BEGIN
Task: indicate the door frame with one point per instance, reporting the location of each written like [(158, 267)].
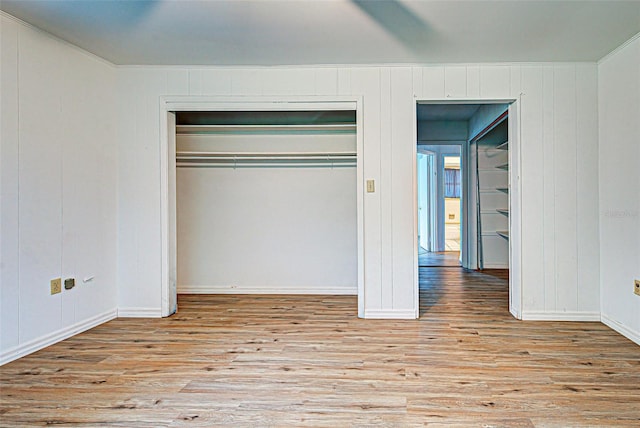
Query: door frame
END
BEGIN
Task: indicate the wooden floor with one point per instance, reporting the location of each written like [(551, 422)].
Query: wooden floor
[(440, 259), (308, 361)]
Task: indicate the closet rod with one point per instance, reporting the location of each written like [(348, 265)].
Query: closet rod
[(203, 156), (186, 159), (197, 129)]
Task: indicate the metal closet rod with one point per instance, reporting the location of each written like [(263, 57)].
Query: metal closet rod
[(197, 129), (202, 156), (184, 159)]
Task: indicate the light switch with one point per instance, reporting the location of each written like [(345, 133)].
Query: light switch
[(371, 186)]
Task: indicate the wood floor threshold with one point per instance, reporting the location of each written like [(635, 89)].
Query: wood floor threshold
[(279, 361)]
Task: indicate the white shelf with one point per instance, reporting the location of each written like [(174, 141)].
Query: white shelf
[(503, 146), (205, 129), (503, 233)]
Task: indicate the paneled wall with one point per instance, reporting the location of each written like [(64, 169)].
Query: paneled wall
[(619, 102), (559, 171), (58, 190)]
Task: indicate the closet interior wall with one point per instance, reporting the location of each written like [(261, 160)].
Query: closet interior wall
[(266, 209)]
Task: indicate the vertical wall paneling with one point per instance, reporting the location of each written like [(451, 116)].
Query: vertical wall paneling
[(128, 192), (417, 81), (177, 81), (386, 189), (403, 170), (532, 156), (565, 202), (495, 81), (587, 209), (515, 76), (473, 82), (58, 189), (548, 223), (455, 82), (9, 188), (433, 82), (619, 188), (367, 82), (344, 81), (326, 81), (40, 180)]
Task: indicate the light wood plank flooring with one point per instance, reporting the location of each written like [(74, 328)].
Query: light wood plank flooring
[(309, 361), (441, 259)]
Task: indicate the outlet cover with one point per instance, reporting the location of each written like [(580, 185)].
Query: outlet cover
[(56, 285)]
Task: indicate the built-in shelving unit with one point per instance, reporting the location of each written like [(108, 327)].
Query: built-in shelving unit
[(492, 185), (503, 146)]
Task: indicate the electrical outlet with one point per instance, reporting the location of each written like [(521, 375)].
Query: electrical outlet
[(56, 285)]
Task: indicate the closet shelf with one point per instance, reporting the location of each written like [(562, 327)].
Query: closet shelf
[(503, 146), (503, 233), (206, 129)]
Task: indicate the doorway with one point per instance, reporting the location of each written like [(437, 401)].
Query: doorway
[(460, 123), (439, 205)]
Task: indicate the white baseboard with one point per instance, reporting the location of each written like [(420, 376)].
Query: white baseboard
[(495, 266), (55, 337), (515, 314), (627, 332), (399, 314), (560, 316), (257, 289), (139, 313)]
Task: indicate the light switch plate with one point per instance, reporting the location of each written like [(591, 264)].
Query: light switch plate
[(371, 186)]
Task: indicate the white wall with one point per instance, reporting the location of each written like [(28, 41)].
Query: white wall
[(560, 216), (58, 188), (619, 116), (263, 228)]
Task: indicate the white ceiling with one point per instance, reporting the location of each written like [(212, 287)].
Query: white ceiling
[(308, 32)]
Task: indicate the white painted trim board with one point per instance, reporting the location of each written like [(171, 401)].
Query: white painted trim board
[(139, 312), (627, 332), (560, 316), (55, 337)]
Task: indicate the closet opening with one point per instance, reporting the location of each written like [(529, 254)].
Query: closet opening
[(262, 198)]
END
- [WHAT NEEDS TO BE DONE]:
After reading through the records, count the lines that hold the string "frame" and give only the count.

- [SOLUTION TO THIS TASK]:
2